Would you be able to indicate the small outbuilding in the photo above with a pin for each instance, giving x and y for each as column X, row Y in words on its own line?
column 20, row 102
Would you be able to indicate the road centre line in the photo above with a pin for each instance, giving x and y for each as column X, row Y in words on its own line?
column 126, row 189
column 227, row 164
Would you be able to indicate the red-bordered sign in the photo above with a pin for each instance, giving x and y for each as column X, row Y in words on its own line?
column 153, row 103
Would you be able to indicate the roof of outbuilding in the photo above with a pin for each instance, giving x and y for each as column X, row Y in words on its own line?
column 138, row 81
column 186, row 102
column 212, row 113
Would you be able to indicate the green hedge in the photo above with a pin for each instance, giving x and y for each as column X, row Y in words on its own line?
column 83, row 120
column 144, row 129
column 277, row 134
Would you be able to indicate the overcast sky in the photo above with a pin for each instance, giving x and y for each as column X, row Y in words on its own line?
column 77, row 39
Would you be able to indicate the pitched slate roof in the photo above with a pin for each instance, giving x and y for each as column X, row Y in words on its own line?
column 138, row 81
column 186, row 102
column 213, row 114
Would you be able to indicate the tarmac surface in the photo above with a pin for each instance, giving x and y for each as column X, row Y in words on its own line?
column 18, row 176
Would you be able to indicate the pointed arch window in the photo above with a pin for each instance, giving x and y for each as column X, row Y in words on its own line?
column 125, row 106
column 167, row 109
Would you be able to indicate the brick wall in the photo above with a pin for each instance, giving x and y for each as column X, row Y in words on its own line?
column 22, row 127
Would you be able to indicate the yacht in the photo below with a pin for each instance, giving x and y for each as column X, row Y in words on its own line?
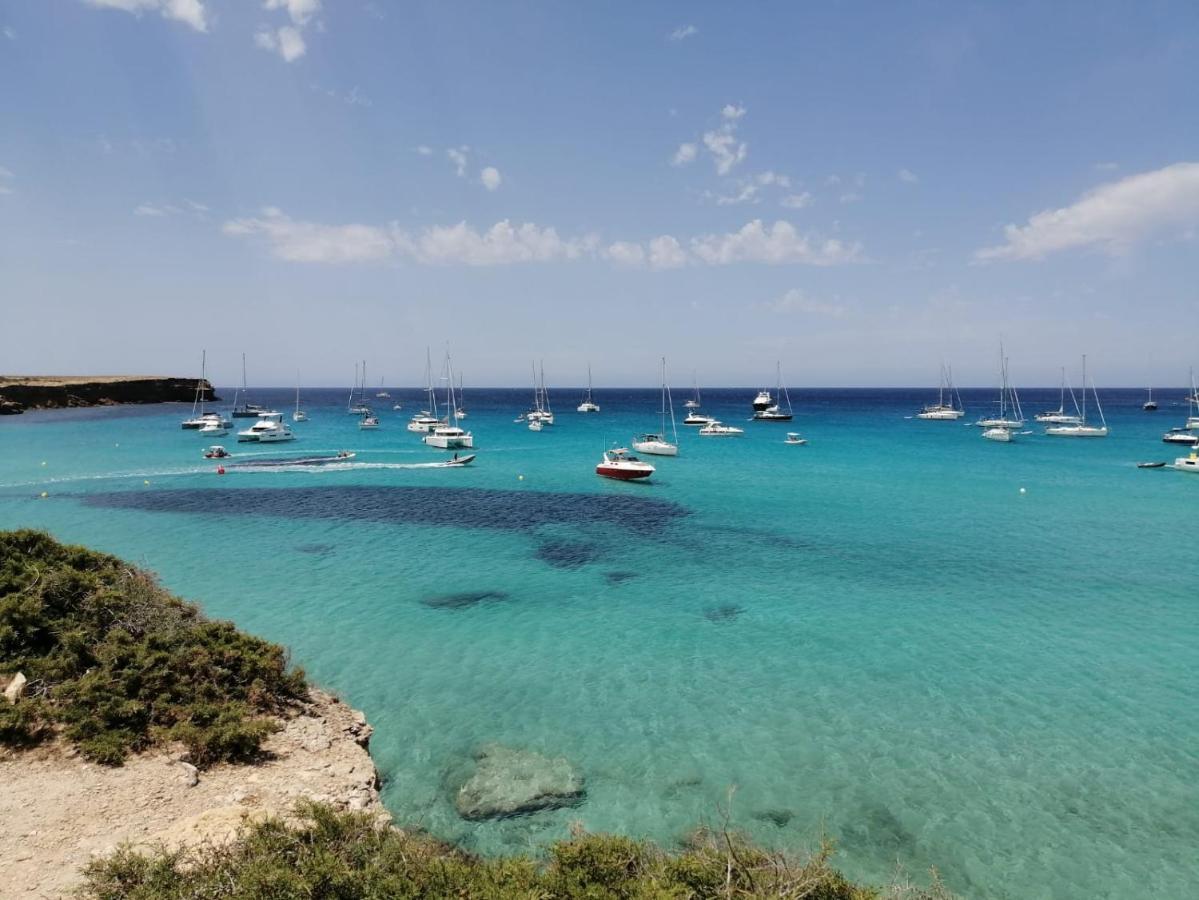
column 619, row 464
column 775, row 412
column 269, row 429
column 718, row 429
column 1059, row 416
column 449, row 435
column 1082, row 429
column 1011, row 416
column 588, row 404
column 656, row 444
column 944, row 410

-=-=-=-=-

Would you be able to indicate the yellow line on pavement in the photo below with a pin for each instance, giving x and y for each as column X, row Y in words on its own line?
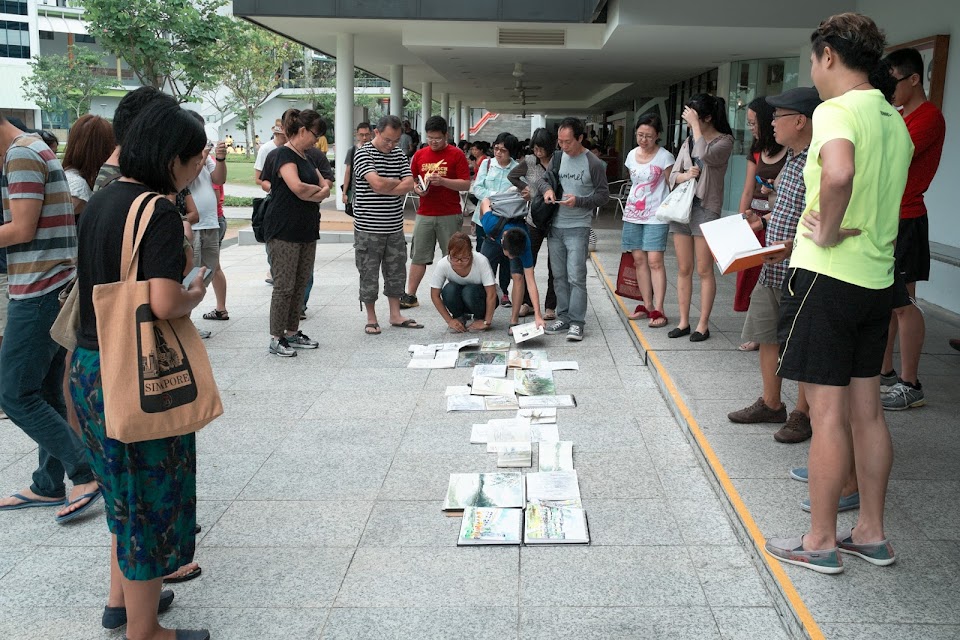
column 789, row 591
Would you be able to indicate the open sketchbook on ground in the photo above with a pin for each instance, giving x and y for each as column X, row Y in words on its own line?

-=-=-=-=-

**Exercise:** Copy out, unchanged, every line from the line with "Would you be able to indicate the small" to the line with "column 22, row 127", including both of those lines.

**Exercise result:**
Would you be able to indicate the small outbuilding in the photo above with a pin for each instance, giving x and y for each as column X, row Y in words on its own line?
column 20, row 102
Would you be able to indicate the road centre line in the photo above with a pin for each instance, giving x and y for each as column X, row Y in words on its own line?
column 126, row 189
column 227, row 164
Would you be able to indicate the red-bordered sign in the photo above with a pin for each instance, giving x and y for each as column X, row Y in words on its own line?
column 153, row 103
Would you be able to indicate the roof of outbuilding in the photo above with a pin for each instance, giving x and y for each as column X, row Y in words on its own line?
column 138, row 81
column 186, row 102
column 212, row 113
Would you be able to indicate the green hedge in the photo above with a pin for each instance, giving x and y for each as column X, row Y in words on its own line?
column 83, row 120
column 144, row 129
column 277, row 134
Would you be able to indicate the overcast sky in the photo above with a pin for each instance, giving x and y for each as column X, row Y in words on its own line?
column 77, row 39
Would you be able to indicate the pitched slate roof in the photo above with a pin for each instance, giving x and y for each as column X, row Y in words on its own line?
column 138, row 81
column 186, row 102
column 213, row 114
Would you be able to indicate the tarmac surface in the photo above with a pin for each instance, giving x and y for each as column X, row Y in words on its own line?
column 18, row 176
Would you be able to indicate the pointed arch window in the photo above with a pin for each instance, giving x and y for each as column X, row Y in words on its own line?
column 125, row 106
column 167, row 109
Would you be able to indicate the brick wall in the photo above with a pin for each instance, giving x and y for each as column X, row Y in words on its own line?
column 22, row 127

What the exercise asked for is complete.